> _Source text_
>> begin
# Is there an operating system faster than FreeBSD for the Maze Solver benchmark?



## Voltaire (Sep 7, 2022)

I think I did the 'Maze Resolver' test correctly. This is my result with a 10 year old dual-core CPU:


Phoronix results with the 3970X (more recent 32 core CPU): https://www.phoronix.com/review/chrome-80-benchmarks/4
Phoronix results with the 5950X (new 16 core CPU): https://www.phoronix.com/news/Firefox-95-Chrome-97

An i3 3240 dual core CPU beats expensive and much newer 16 and 32 core CPUs here.

Of the native FreeBSD browsers, Chromium is the fastest in Speedometer 2.0 but Brave via the Linux emulation is oddly *28% faster* in Speedometer 2.0. Also in many other benchmarks I see that Brave is faster than Chromium on FreeBSD.
>> end
> _What this task involves_
In the FreeBSD benchmark thread, how much faster was Brave via the Linux emulation than Chromium in Speedometer 2.0?

> _Supplied information_
>> begin
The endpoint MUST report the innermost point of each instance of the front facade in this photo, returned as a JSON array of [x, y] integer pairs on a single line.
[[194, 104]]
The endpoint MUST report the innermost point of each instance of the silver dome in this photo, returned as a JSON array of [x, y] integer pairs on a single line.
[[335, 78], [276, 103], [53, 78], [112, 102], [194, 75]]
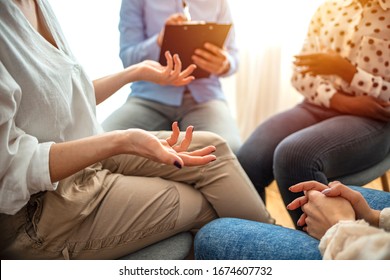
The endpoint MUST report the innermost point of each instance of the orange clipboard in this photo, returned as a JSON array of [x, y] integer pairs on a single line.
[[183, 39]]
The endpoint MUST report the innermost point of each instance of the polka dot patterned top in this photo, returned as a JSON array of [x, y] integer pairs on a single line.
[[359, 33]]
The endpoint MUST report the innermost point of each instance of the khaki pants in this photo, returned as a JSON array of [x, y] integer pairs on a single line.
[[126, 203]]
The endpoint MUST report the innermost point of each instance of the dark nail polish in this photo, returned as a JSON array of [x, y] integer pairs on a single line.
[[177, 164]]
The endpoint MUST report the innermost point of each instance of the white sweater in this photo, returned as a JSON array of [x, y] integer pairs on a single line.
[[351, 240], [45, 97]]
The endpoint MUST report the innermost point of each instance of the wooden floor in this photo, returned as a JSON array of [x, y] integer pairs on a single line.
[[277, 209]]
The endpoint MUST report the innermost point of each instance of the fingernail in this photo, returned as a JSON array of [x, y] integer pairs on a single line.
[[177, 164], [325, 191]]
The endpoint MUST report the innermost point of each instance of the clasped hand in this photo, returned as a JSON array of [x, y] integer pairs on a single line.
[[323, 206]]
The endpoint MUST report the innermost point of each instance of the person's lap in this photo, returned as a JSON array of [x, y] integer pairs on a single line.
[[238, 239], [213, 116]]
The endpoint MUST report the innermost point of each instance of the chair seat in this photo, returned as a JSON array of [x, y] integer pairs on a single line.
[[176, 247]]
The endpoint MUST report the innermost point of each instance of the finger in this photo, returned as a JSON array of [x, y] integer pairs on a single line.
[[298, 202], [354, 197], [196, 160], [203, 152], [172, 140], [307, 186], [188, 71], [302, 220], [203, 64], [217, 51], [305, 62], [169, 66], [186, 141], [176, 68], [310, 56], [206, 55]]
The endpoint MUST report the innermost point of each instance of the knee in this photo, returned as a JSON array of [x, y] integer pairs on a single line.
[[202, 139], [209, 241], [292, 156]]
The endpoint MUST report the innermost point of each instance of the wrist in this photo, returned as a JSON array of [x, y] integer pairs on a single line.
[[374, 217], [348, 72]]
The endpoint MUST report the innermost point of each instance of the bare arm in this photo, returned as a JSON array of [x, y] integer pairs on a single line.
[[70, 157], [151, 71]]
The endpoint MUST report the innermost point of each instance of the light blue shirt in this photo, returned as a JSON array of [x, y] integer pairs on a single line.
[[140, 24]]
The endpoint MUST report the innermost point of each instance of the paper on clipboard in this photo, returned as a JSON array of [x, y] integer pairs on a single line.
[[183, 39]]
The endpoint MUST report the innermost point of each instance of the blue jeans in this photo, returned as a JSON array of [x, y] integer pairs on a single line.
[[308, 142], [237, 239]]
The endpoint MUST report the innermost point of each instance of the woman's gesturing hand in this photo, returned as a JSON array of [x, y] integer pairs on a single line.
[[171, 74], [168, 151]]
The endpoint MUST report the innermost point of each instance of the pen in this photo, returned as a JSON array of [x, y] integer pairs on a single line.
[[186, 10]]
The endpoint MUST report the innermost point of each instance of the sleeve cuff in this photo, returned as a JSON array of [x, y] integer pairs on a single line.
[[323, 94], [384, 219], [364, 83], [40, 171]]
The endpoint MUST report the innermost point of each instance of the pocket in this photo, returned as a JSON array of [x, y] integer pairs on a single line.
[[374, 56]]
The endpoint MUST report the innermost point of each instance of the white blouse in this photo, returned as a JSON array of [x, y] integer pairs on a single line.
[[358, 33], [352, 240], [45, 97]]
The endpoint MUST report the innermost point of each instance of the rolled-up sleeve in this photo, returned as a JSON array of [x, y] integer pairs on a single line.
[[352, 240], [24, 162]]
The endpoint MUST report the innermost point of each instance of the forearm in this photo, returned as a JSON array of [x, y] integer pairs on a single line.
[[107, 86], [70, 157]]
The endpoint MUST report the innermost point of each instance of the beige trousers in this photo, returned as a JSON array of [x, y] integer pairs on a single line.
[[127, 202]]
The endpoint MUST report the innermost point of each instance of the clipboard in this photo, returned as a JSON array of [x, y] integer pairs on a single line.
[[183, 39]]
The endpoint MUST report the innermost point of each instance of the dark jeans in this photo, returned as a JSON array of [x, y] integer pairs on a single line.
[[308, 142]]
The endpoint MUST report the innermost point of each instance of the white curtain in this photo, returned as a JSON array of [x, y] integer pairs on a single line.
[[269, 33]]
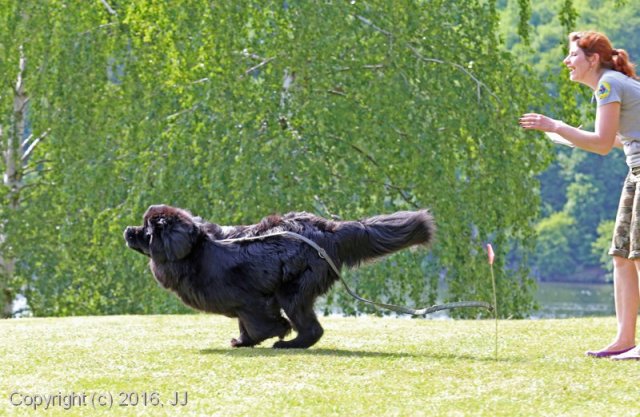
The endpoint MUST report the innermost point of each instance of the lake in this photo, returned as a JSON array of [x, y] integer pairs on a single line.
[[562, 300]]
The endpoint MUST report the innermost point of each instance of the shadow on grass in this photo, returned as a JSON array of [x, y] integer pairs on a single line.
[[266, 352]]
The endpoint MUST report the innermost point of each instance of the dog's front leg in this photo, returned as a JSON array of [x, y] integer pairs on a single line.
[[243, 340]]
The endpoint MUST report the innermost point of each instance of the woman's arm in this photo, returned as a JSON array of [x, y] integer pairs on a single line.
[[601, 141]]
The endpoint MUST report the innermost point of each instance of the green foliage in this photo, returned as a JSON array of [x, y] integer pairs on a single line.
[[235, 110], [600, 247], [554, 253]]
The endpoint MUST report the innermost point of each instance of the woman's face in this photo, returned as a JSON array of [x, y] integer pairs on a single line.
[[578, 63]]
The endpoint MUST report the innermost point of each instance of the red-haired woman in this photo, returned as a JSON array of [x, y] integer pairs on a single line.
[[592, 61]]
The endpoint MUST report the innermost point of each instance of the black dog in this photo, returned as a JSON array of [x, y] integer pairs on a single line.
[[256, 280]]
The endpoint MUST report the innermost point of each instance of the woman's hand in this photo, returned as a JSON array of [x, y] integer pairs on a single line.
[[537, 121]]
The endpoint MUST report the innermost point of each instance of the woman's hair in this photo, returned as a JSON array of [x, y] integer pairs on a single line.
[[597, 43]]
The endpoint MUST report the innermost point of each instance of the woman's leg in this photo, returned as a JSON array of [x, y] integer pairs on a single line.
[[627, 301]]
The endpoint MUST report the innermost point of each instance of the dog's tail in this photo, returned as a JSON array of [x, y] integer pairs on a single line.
>> end
>> begin
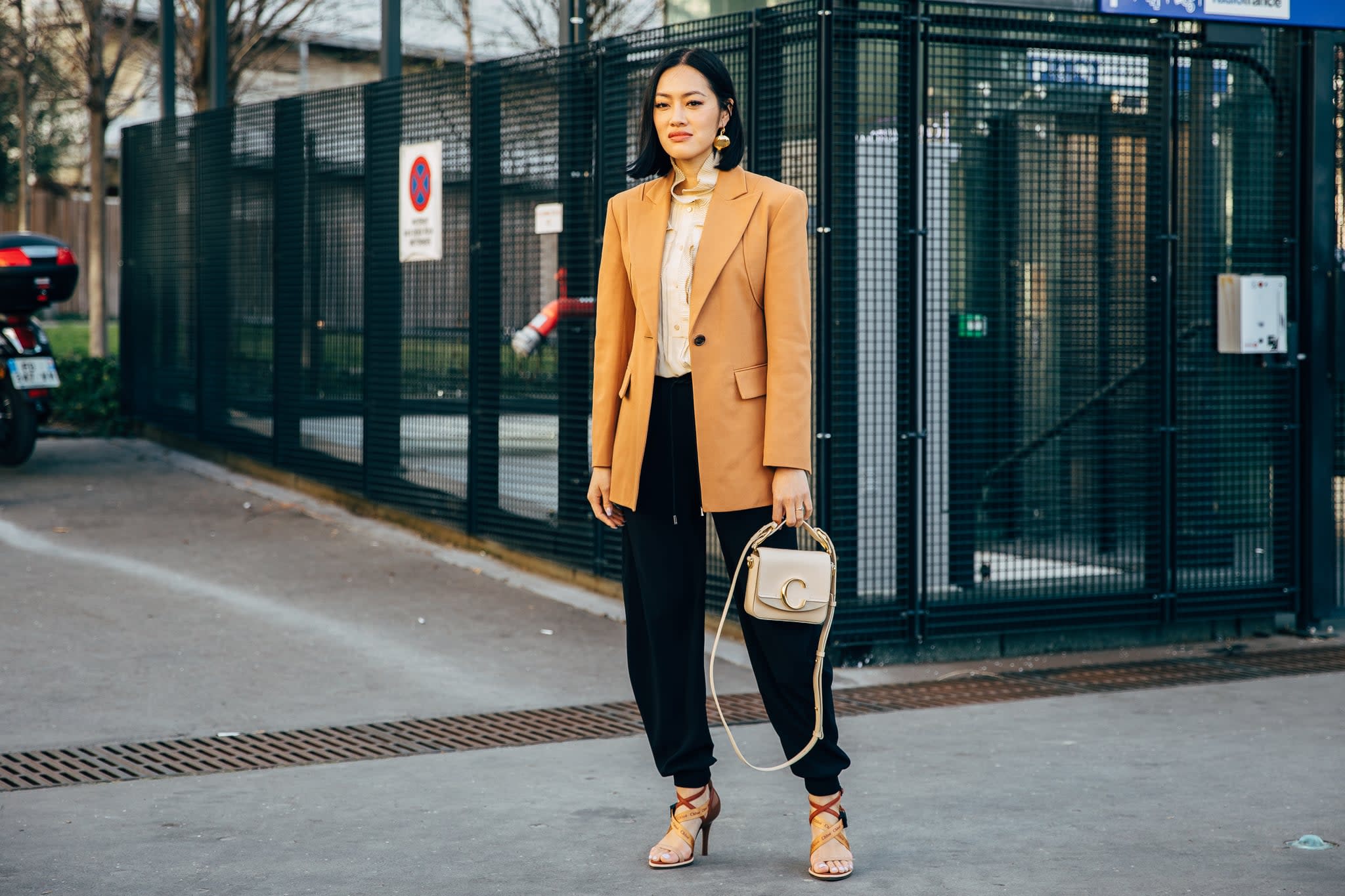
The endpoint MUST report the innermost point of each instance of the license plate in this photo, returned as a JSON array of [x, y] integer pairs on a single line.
>> end
> _Output for this task_
28% faster.